[Start]
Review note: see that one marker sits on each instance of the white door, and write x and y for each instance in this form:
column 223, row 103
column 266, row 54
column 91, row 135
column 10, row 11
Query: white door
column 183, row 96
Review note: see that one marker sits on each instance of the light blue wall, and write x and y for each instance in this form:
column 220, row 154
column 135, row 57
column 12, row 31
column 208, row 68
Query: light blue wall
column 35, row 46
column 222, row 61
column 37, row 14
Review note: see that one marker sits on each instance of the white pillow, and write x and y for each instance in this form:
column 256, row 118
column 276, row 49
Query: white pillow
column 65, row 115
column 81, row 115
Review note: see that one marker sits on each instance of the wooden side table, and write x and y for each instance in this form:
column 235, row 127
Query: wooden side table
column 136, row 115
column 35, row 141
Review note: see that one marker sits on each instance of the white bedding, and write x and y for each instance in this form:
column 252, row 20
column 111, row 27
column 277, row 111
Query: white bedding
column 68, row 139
[End]
▶ Direction: Repeat the data above unchanged, from its first line through the line containing "column 183, row 96", both included.

▶ Full solution:
Review note: see that one marker sits on each instance of the white door, and write x and y for each instance in this form:
column 223, row 103
column 266, row 54
column 91, row 135
column 10, row 11
Query: white door
column 183, row 96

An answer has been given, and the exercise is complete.